→ **Data for the task**
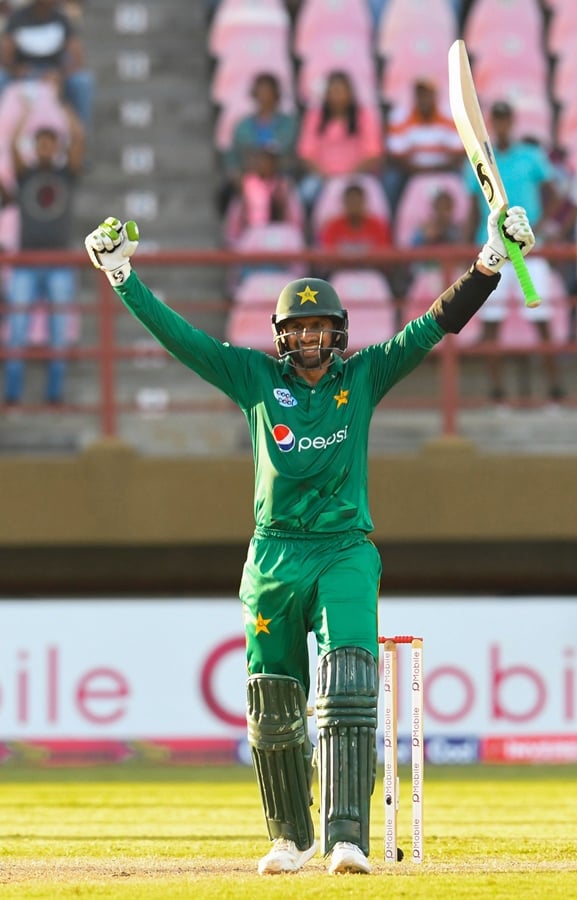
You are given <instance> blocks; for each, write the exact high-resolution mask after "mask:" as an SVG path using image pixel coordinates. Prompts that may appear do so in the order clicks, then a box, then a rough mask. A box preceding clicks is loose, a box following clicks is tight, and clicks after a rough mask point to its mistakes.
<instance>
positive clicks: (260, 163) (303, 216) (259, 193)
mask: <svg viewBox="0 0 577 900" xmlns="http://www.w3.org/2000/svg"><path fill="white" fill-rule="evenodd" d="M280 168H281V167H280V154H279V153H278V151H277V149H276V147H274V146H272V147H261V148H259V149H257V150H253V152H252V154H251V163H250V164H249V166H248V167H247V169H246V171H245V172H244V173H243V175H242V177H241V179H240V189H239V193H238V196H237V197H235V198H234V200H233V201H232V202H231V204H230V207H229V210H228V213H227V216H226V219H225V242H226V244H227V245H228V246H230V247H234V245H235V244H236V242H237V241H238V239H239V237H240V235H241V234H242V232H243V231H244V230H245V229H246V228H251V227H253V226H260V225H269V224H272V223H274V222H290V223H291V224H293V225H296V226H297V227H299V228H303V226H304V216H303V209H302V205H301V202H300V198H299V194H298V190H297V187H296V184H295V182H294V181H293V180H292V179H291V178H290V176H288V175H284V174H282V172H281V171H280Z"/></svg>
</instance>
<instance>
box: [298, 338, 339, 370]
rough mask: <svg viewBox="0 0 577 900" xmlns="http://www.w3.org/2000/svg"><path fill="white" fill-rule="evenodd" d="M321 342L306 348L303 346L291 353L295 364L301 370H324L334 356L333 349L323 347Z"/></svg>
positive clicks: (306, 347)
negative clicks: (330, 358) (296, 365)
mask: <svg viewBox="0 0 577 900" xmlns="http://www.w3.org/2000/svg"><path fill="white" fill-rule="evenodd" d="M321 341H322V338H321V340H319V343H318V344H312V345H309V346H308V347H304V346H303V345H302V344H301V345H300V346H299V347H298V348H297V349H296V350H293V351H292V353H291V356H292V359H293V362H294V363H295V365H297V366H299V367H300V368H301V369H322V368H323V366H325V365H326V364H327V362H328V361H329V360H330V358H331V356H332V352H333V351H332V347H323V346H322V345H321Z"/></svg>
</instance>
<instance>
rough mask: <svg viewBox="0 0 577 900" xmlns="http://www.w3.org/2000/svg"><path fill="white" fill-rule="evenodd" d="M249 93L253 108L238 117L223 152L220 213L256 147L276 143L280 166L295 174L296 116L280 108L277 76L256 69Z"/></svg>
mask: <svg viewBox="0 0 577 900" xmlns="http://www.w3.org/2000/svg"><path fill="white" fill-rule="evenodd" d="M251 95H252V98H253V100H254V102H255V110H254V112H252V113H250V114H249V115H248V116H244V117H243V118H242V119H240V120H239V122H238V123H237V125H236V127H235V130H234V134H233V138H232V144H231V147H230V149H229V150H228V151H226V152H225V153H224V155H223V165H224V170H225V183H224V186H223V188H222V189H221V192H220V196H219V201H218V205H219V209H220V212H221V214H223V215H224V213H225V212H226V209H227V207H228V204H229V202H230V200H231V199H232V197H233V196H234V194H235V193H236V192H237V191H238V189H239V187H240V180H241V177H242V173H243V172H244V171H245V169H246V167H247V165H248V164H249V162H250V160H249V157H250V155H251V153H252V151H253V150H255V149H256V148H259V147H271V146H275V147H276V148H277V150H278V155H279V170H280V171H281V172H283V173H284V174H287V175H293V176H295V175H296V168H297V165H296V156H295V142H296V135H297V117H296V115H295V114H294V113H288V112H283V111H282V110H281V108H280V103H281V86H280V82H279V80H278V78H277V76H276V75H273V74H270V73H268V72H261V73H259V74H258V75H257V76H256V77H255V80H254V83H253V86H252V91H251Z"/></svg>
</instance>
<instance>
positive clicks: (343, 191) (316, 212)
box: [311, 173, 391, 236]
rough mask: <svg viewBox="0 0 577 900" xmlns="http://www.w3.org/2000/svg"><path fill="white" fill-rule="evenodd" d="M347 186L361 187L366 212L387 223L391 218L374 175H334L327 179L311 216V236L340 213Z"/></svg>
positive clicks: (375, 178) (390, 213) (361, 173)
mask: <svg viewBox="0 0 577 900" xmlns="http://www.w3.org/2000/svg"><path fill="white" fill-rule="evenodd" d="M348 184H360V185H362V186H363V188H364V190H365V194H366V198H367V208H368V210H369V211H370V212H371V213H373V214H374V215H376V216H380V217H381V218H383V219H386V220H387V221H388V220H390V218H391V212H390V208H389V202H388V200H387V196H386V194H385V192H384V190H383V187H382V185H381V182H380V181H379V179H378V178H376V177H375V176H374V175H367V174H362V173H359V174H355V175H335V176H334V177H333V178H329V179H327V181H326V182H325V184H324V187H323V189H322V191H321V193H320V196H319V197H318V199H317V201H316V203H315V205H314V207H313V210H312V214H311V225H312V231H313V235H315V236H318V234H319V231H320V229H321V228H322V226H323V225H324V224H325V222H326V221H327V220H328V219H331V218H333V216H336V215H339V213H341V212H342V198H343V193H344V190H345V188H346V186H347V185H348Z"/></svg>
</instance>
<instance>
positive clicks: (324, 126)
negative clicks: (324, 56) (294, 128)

→ **Directive**
Reproduce the rows from the start through the line containing "positive clicks: (260, 163)", replacing "high-resolution" with "full-resolution" and keeping everything else unchanged. Omit the pictures.

→ **Response**
You are given <instance> blocks; for each, write the exact full-resolution mask after "mask:" as an SVG path using image pixel coordinates. Prompts that may appear do so in the order clicks, then a box, then a rough mask. A box preceding clicks is loose, a box following clicks is tight, and clicks after a rough mask point to its mistakes.
<instance>
positive clicks: (260, 163) (303, 216) (259, 193)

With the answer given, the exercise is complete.